◆ EXCERPT TO READ

^^^^^^^^

Fireside Chats: Nick Petrecki

Nick Petrecki was chosen by the San Jose Sharks with their second first round selection (28th overall) in the 2008 NHL Entry Draft. Before starting his professional career this season with the Worcester Sharks, he played with the Boston College Eagles, who he helped to win the NCAA Men's Ice Hockey Championship title in his Freshman year.

In Worcester, Petrecki played 65 games, posting 2 goals and 14 assists. More Worcester Sharks information can be found at their official site.

Plank and TCY would like to thank Nick Petrecki and Worcester Sharks Director of Public Relations Eric Lindquist for making this interview happen. Enjoy.

How did you first learn the game of hockey? Who got you into the game at a young age?

I'd definitely say my father. He played Division III hockey at Babson College in Wellesley, Massachusetts. I picked it up at a young, young age, and he started building me rinks to skate in the backyard. He'd give me sticks and make nets, he really taught me everything I know about the game.

Any favorite players or teams growing up?

I was always a fan, being from New York, of the New York Rangers. Mark Messier was definitely my favorite player.

Tell us about your championship with Boston College in 2008, and why you decided to go pro with two years of eligibility left.

Well, 2008 was my Freshman year. It was a great year; we had alot of talent on the team and overall just had a great group of guys who got along together both on and off the ice. We had great leadership in our captain Mike Brennan; he's still one of the best guys I've played with leadership wise. We were so close and so talented it was almost, like, our destiny to win that year. The previous years, BC lost to Wisconsin and Michigan State in the finals, so we felt like we were due.

^^^^^^^^

◆ GIVEN DATA

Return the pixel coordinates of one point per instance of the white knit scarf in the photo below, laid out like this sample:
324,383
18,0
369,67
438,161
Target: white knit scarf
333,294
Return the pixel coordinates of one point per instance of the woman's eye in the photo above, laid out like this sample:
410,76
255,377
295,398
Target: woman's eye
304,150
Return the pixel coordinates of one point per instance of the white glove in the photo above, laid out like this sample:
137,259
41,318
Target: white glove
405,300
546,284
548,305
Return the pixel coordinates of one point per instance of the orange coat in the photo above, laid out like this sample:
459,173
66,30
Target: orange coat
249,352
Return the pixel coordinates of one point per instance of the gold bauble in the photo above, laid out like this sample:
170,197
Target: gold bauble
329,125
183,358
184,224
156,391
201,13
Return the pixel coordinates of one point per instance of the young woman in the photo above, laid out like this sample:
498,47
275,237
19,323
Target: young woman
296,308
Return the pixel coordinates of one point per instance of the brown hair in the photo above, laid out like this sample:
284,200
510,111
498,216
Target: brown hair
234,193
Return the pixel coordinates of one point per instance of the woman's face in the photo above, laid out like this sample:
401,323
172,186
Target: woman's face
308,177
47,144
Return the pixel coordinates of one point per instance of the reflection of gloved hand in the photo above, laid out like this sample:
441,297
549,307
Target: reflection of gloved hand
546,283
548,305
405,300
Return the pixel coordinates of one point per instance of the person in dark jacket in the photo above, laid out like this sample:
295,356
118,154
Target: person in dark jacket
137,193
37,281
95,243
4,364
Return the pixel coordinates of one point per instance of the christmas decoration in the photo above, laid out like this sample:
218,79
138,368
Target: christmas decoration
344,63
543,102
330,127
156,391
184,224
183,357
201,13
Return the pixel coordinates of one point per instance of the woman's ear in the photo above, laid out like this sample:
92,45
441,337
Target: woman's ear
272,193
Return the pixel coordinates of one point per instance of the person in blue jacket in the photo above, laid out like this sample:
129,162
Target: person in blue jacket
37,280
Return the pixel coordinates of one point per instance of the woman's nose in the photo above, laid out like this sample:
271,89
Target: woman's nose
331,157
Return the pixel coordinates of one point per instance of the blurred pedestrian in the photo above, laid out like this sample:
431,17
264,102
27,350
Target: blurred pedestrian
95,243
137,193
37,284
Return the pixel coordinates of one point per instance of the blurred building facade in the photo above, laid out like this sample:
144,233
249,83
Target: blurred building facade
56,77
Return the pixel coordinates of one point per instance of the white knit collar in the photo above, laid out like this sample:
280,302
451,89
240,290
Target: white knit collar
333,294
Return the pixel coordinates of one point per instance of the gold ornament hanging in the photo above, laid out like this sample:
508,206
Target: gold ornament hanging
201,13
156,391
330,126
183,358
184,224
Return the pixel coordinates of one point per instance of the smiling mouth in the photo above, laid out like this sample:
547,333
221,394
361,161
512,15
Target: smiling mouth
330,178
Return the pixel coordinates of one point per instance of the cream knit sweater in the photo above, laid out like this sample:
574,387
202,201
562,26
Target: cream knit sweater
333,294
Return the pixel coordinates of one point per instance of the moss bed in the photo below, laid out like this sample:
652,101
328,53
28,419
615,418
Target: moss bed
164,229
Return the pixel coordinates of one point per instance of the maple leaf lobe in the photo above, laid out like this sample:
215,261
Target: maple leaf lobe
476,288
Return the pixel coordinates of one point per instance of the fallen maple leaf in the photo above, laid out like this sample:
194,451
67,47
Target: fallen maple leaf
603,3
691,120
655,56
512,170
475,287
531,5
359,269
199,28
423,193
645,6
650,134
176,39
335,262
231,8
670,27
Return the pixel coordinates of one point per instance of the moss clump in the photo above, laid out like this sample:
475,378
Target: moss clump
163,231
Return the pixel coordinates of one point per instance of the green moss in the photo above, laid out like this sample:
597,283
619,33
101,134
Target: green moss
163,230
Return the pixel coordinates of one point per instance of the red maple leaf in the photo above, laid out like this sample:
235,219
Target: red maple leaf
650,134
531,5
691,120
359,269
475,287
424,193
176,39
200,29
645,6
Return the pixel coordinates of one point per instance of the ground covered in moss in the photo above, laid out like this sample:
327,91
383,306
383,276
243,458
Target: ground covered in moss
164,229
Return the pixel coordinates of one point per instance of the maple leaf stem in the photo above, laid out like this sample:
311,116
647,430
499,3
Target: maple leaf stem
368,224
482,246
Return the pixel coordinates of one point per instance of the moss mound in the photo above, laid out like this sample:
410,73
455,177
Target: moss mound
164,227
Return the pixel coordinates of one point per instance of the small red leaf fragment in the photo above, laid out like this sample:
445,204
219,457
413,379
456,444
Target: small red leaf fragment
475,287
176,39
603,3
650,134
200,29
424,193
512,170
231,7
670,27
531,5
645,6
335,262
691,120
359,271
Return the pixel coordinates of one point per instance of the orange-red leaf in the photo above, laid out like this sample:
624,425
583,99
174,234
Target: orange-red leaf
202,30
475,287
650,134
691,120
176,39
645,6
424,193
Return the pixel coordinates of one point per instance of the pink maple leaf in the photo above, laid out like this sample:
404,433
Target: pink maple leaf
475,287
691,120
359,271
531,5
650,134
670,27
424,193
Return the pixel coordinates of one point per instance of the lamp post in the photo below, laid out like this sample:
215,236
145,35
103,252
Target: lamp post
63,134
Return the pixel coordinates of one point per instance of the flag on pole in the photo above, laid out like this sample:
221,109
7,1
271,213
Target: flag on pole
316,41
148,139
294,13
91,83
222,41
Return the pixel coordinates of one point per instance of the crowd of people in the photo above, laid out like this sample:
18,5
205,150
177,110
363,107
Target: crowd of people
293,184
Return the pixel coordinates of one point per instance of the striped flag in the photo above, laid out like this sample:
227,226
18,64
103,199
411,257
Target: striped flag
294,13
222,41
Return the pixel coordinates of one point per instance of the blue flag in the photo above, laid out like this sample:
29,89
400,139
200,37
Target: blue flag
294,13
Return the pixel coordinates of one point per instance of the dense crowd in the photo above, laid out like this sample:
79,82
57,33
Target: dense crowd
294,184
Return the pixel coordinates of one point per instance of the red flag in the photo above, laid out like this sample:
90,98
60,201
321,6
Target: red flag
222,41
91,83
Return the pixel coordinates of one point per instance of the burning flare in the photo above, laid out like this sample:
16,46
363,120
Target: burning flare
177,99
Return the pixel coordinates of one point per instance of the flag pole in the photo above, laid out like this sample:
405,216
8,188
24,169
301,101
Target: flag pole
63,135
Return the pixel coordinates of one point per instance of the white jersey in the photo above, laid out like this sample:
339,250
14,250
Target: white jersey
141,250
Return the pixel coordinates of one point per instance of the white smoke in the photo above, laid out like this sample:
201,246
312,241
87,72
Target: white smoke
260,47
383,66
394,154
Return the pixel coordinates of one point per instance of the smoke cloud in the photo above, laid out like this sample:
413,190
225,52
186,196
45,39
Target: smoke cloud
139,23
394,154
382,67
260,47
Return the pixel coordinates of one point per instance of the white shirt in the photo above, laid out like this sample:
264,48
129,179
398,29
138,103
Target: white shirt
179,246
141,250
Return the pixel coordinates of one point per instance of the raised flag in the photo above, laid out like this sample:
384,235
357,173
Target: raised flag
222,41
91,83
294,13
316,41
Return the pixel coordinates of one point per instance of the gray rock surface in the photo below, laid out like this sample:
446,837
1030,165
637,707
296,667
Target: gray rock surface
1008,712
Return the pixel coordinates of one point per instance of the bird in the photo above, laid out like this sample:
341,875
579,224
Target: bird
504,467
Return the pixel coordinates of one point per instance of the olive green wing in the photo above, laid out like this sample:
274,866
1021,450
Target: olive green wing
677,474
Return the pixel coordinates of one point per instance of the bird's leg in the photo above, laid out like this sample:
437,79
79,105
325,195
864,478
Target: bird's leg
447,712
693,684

^^^^^^^^

◆ LIST OF TASKS
#1 In the records, copy out every line from the one containing "the flag pole" through the end of the records, both ends included, with the wording and samples unchanged. Offset each coordinate in the answers by adding 97 to it.
#2 Write the next part of the Nick Petrecki interview, starting after the last sentence shown.

◆ RESPONSES IN ORDER
#1
Return the pixel coordinates of one point per instance of the flag pole in the photo above, laid out like this sample:
405,216
8,188
24,169
301,101
Target: flag pole
160,232
Return the pixel coordinates of one point per instance of the white jersey in the photo above, laid out like this sample:
339,250
14,250
Target: white jersey
238,347
Return the pixel coordinates of one point per instance of the white smoke in the photo above, laid out like this sample:
201,246
312,241
87,72
Target: white smoke
357,144
480,163
491,251
Return the pixel coordinates of one point per instance of the smoke cloud in the photo above, laid out like this sample:
413,190
225,52
186,196
45,39
Target: smoke cloud
236,120
491,251
479,164
357,144
Return the pixel coordinates of one point per instance of the white shirt in the photo above, laid out like this sample:
264,48
129,179
398,29
138,103
Target: white shirt
276,343
238,347
Return the pixel coordinates of one point per instance of the raised flag in the photo above, laid out like this sample:
384,235
357,173
Target: raised flag
319,138
188,180
391,110
413,138
Return the pixel coordinates of one point per instance of the gray rock surface in the photo below, laid out like this sample:
446,837
1030,165
637,707
296,667
Target: gray rock surface
1105,809
Return the pixel coordinates of one point per instance of the bird in the photo above, laid out like this sample:
341,875
579,224
Target: bird
601,564
Return the pixel coordinates of one point per instance of the olive green wing in the photo above, laid out like this sample:
274,866
1021,450
Target: olive green wing
774,571
Return the pixel coordinates of one point per instance of the bird's leg in the photo above, laid out like this sample:
437,79
79,105
325,195
864,478
Target: bird's leg
544,809
790,781

#2
Pertaining to the decision to go pro, I just felt that the reason you play hockey is to play at the highest level possible. I felt that after two years, what I had accomplished not only team wise but personally as well, I was pretty satisfied. I wanted to take my game to the next level and not only move on, but also face the challenges of professional hockey.

For you, what was the hardest part about transitioning from the college to professional game?

I think the hardest part... it's just a totally different lifestyle. In college, your days are so full; you have classes, tutoring sessions, study hall, practice, work outs with the team... the lifestyle in the pros is so different. You get up, you get some breakfast in you, you go skate in the morning, you get a workout in if you want and then you're pretty much home at one o'clock with a ton of free time. It's about finding stuff to do.

You know, last year I didn't continue taking any classes at BC...but this year, going through once and knowing how much free time I'll have, I'm going to start taking some online classes and working towards my degree.

The easiest thing?

The easiest part was probably the ability to be at the rink every day. You know, in college, you can only practice a certain amount per week according to NCAA rules, and workout a certain amount per week, but now it's hockey, hockey, hockey all the time. It's pretty nice.

Like I said, there's alot of free time, but if you want to stay at the rink all day and work on stuff you can. So I think that was really nice to have as an option. If I want to stay on the ice for four hours and work on my stuff, I'm allowed to do that.

You played all season in Worcester, but because of injuries and call ups, had varying defensive partners. Is this something that Roy Sommer likes to do, and is it something you're familiar with?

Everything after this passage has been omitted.